The aim of yoga is to still the busy-ness of your mind – but if your life and relationships are a mess, it’s impossible to have peace. So, yoga starts, not with poses, but by cleaning up your relationships – with yourself, with others and with the world around you - so you can create the conditions for inner peace to arise. Moral and ethical practices are the foundation of Classical Yoga. The first principle of practice is ‘ahimsa’, which means non-violence or do no harm. Beyond just refraining from causing harm to others, you can think of this as a practice of actively nurturing or peace-building in your own body, mind, heart, and relationships. Here are some ways that you can explore ‘ahimsa’ from the inside out:
TALK NICELY TO YOURSELF
“Make sure you’re in a conversation with your body, and not an argument.”
I got this brilliant piece of advice from one of my very first yoga teachers. She was probably watching me try to wrestle myself into a deep forward fold … and failing … and looking miserable about it. Folding in half felt completely impossible in my body, but other people in yoga class seemed to do it with ease. And I thought I should be able to do it too. I hated forward folds – that is, until I got out of the habit of arguing with my body and started having conversations with myself instead. A dialogue with myself in a forward fold goes like this:
ME: (with eyes closed; not paying attention to anyone else) Hey, hamstrings. How does this pose feel for you?
HAMSTRINGS: This is kind of intense. You’re making me really uncomfortable. Can you back off a little?
ME: Of course! (shifting a little out of the depth of the forward fold) Is that better?
HAMSTRINGS: OMG. Yes! SOOO much better. Thank you.
ME: I love you like that, hammies! If there’s anything else you need to be comfortable, let me know. I’m listening.
You probably know the iceberg analogy … You can see 10% of an iceberg above the surface of the water. The other 90% is submerged. Like an iceberg, 90% of what is going on in a yoga pose is invisible to the naked eye. The invisible part of your practice also happens to be the most important part: your attitude and intentions.
If you’re at war with your body’s limitations or bullying yourself into the poses, you’re missing 90% of your yoga practice, and the most fundamental principle: ‘ahimsa’. There’s no bullying in yoga.
Folding yourself in half or forcing your ankle behind your ear is more likely to take you down a path to your physiotherapist’s office than it is to take you down a path to inner peace. Be careful not to place too much stock in the shapes of the poses. You get better at what you practice, so it’s most important that you practice includes adopting an attitude of compassion and curiousity towards yourself.
TAKE A SAVASANA
Your mind is the most powerful tool you have in your possession. Everything begins as a thought in your head. Many of us carry the belief – consciously or unconsciously, that we are not enough. The predominant cultural messaging we live with is that we need more – to do more, to get more, to be more – more money, more Instagram followers, more success, more thin, more beautiful, more fit, etc… so we can finally be enough.

#### What is asked
In the text on yoga and ahimsa, what does the word "ahimsa" mean?

#### Data rows
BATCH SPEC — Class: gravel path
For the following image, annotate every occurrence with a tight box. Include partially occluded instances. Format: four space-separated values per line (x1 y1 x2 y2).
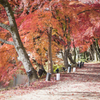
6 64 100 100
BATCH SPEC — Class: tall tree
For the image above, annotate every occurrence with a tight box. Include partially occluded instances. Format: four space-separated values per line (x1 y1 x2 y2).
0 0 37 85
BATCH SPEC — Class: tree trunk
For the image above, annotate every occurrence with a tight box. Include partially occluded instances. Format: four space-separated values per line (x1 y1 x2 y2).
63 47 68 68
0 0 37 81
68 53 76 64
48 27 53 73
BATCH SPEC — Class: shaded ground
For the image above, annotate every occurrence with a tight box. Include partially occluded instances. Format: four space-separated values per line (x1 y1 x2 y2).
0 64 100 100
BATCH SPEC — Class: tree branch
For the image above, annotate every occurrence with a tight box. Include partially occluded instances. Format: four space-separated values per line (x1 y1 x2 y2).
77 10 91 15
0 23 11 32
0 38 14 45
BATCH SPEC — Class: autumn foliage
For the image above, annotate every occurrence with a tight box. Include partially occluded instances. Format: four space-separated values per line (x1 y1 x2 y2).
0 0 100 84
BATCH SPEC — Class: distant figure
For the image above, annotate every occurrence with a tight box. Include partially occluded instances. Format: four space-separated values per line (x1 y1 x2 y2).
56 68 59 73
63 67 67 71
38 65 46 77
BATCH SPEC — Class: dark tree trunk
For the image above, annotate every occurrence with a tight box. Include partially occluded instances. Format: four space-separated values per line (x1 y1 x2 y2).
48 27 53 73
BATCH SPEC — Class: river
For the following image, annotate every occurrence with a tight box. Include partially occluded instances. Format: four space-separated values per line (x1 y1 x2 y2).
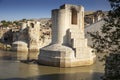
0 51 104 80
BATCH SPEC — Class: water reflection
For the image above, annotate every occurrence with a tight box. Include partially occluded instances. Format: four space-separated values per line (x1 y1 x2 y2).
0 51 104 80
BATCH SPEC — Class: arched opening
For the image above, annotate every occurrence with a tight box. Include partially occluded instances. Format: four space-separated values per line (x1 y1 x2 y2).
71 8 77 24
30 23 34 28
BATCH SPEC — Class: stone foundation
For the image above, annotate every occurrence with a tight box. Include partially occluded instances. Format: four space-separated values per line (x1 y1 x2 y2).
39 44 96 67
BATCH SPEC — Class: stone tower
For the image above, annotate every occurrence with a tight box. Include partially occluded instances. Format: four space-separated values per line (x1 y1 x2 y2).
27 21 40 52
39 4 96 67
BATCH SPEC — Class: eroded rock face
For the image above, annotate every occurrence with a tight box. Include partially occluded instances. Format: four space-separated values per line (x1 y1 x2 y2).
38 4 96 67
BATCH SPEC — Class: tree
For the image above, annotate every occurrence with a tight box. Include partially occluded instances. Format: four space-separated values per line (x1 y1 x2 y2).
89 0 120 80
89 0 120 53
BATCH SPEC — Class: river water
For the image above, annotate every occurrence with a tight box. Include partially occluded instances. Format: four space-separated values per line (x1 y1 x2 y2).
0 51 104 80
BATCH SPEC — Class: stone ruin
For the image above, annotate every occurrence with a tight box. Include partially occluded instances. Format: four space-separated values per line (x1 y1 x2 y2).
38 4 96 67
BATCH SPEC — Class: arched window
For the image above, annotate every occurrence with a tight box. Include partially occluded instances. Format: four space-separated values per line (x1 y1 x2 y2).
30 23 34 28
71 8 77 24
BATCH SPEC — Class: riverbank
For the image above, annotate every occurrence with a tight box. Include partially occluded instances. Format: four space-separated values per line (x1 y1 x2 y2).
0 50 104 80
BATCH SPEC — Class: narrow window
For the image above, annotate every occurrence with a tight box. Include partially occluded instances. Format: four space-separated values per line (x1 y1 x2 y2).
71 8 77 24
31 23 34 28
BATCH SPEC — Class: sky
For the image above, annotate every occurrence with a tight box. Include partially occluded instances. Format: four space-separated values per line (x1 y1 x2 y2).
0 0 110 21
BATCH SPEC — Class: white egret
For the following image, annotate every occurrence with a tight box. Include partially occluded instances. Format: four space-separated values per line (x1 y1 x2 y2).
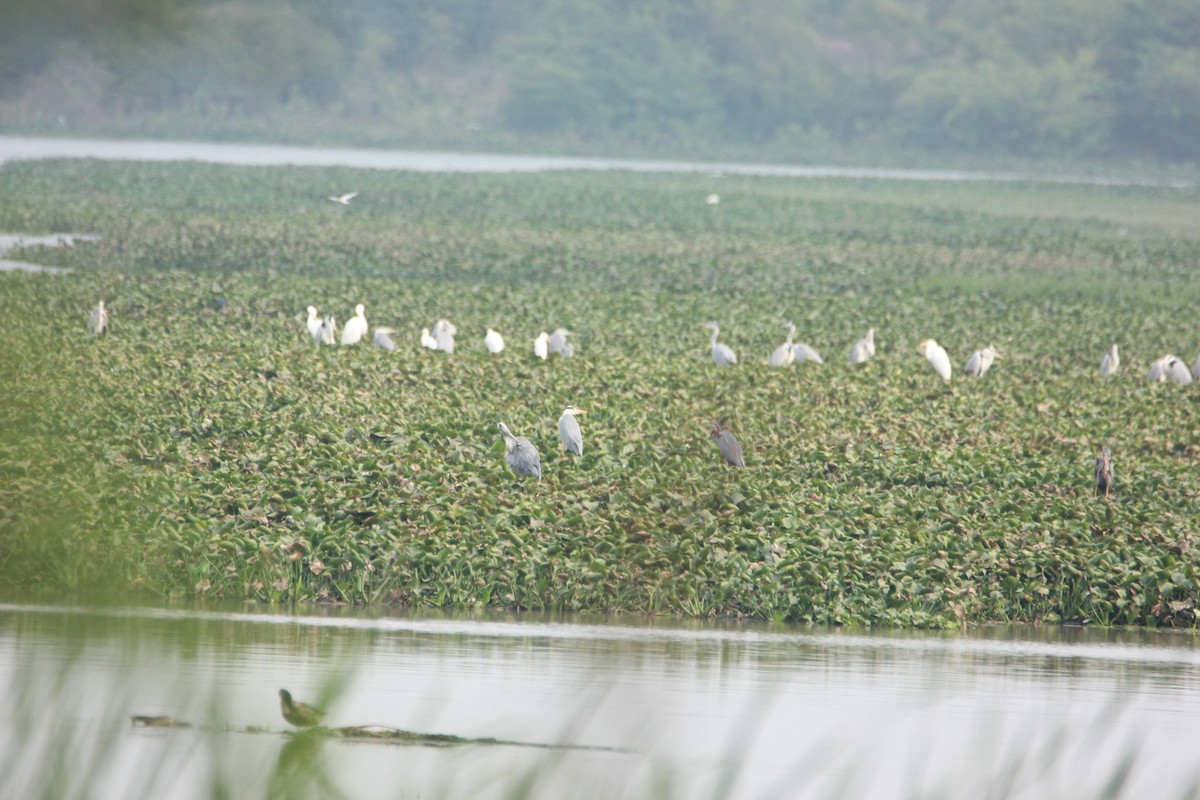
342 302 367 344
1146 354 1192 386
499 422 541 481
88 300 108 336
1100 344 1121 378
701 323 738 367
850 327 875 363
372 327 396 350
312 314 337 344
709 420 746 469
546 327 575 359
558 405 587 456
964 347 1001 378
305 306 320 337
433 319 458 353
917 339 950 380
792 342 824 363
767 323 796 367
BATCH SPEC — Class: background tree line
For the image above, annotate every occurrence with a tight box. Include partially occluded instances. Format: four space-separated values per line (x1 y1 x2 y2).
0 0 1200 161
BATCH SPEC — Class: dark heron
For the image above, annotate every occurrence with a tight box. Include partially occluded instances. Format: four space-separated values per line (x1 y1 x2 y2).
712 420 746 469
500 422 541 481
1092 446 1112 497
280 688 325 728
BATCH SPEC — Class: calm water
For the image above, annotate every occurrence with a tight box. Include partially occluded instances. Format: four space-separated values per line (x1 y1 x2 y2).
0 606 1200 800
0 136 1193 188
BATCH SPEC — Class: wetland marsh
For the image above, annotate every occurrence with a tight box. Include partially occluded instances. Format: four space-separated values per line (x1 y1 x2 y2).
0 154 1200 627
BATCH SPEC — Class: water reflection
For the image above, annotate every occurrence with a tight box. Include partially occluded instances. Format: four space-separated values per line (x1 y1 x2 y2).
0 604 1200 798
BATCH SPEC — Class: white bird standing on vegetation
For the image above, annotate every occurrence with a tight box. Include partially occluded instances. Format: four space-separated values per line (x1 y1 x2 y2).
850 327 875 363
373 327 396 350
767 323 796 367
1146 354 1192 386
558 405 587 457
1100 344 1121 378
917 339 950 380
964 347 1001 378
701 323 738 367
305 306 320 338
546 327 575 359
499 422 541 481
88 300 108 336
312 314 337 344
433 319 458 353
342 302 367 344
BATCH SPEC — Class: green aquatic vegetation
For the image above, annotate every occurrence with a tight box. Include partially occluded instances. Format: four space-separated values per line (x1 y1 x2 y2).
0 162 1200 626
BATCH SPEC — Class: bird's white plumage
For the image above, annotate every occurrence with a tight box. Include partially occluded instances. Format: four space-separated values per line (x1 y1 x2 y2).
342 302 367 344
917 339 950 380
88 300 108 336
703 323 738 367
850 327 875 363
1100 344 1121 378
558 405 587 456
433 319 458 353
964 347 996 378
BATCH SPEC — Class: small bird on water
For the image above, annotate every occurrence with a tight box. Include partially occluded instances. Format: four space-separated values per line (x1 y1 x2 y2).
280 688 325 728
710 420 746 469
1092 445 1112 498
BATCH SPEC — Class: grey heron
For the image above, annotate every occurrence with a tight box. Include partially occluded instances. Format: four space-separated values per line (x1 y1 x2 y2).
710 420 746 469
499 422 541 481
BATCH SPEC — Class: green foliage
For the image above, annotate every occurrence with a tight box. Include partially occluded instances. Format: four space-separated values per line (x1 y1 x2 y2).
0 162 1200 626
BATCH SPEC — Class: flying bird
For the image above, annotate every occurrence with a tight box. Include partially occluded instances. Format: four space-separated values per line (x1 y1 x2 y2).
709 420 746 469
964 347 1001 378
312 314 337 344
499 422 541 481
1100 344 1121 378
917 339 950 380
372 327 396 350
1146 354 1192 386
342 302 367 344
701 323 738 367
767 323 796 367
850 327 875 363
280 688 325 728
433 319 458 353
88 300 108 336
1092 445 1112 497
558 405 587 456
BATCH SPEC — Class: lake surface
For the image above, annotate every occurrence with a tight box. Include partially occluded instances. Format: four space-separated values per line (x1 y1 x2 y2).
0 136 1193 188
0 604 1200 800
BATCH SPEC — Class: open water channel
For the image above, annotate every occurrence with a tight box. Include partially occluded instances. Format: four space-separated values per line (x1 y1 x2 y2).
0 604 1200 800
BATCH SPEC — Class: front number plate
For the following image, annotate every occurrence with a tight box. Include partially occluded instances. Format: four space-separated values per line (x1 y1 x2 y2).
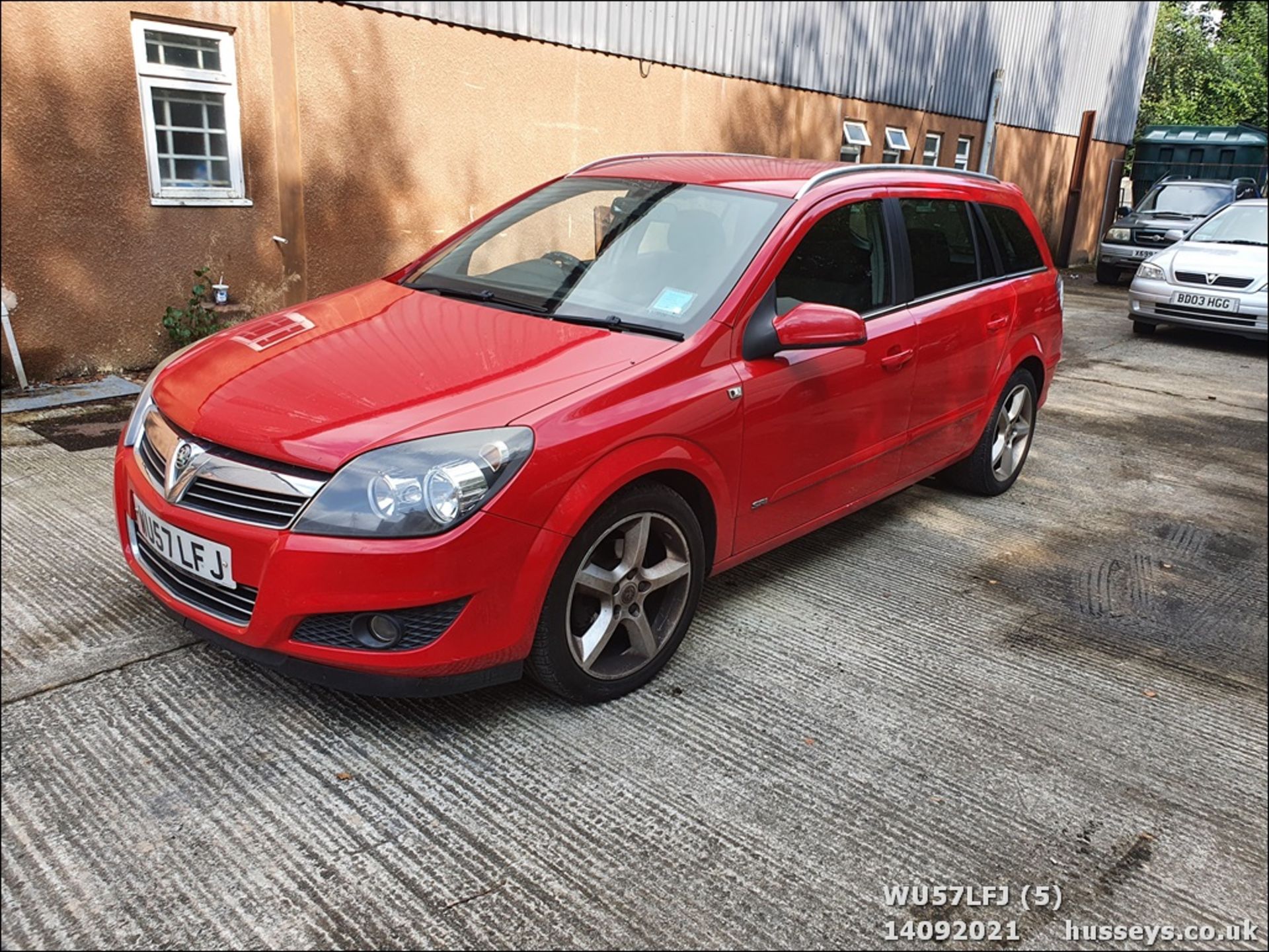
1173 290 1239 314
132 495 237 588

---

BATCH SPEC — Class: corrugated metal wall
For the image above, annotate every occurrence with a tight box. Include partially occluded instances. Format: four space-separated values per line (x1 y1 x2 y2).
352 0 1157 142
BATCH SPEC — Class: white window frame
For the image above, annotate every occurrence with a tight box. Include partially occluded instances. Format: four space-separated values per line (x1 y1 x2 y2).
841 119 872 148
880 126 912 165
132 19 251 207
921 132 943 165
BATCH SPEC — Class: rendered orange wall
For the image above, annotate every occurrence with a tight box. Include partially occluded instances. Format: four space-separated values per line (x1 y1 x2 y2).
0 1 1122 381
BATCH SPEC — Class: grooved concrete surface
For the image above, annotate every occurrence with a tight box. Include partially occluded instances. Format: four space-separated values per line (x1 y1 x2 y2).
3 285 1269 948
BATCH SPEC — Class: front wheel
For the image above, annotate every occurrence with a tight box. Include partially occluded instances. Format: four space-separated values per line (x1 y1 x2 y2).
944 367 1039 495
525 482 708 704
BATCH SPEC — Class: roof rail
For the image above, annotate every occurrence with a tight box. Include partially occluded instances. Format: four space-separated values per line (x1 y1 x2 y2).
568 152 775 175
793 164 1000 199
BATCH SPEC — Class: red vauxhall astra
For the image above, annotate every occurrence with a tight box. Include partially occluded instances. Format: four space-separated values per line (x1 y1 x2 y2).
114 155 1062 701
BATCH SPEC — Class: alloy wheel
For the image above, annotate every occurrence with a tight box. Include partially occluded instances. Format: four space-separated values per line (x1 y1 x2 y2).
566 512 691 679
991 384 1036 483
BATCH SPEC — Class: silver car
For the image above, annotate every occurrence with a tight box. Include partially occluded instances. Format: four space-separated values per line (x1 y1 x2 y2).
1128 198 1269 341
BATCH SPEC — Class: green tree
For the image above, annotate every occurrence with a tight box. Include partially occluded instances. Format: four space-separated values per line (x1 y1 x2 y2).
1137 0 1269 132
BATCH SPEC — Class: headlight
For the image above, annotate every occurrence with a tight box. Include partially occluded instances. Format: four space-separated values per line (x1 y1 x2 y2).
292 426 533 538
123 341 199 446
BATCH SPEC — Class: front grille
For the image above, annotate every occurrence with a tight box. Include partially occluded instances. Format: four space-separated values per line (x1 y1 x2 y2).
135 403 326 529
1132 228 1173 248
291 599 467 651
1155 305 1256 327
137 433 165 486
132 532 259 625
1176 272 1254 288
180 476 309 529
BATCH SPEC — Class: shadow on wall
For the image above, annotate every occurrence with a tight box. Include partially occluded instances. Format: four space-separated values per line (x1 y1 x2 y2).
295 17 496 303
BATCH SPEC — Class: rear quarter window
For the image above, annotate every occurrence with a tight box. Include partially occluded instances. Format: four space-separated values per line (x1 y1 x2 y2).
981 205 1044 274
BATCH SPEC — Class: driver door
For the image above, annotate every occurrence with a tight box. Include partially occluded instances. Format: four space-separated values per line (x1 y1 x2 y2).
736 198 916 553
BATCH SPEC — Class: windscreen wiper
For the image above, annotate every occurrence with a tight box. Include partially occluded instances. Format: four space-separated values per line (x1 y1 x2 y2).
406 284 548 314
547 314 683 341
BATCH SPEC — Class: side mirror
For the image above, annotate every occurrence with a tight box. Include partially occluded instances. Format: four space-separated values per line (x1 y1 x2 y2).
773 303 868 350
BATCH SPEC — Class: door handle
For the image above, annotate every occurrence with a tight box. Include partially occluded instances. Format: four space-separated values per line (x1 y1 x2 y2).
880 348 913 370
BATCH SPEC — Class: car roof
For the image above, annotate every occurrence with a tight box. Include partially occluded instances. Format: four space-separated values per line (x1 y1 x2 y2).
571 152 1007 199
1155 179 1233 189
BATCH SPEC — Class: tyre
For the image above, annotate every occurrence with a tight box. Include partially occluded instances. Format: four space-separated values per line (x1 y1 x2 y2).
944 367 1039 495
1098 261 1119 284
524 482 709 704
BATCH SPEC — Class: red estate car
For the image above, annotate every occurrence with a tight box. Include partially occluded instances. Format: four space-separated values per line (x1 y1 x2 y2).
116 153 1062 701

#### Complete response
Non-violence, or do no harm.